──────── The data
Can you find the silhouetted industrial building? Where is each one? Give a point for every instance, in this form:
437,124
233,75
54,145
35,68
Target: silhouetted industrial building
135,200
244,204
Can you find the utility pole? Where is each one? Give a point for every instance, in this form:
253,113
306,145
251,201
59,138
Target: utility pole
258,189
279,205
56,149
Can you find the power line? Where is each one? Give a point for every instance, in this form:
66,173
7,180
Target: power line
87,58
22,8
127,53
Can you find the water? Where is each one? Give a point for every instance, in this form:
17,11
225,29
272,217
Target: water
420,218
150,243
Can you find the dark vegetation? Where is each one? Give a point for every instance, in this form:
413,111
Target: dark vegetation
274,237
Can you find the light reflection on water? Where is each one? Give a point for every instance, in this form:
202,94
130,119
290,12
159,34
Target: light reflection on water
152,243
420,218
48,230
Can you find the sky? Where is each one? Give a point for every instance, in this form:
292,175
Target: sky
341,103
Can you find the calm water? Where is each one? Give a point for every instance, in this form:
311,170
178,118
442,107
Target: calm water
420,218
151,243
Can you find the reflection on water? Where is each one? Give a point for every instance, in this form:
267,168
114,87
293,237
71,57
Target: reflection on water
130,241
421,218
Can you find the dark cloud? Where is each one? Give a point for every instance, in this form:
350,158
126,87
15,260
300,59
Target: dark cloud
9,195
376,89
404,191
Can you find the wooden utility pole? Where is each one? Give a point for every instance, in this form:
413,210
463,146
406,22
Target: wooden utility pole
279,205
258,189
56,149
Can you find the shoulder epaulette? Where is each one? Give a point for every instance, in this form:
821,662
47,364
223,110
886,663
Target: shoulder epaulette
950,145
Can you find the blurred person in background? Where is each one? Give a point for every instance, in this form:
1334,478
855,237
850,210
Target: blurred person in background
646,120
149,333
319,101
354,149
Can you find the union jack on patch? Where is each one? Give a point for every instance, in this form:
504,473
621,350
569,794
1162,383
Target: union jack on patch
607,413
────────────────
| Instructions to follow |
Update the items from the line containing "Can you find the wooden" through the end of the items by replacing "instance" with "occurrence" and leaving everything else unchanged.

| Answer to the task |
Can you find the wooden utility pole? Where is each one? Give a point for every occurrence, in this form:
413,210
463,146
406,22
Target: wooden utility pole
279,205
258,189
56,149
Can you find the shoulder epaulette? Where is each one? Give a point for every occurrence, in this form:
821,662
47,364
223,110
886,663
Target: shoulder epaulette
950,145
Can you find the blurred person in background? Where is each one? Give a point for every occurrence, in this form:
1334,478
855,237
850,210
Target: blurred person in background
646,120
149,333
319,101
354,149
Can you find the union jack on patch? Where is each one? Give a point for every occurrence, in this form:
504,473
621,350
569,794
1162,383
Target: union jack on patch
607,413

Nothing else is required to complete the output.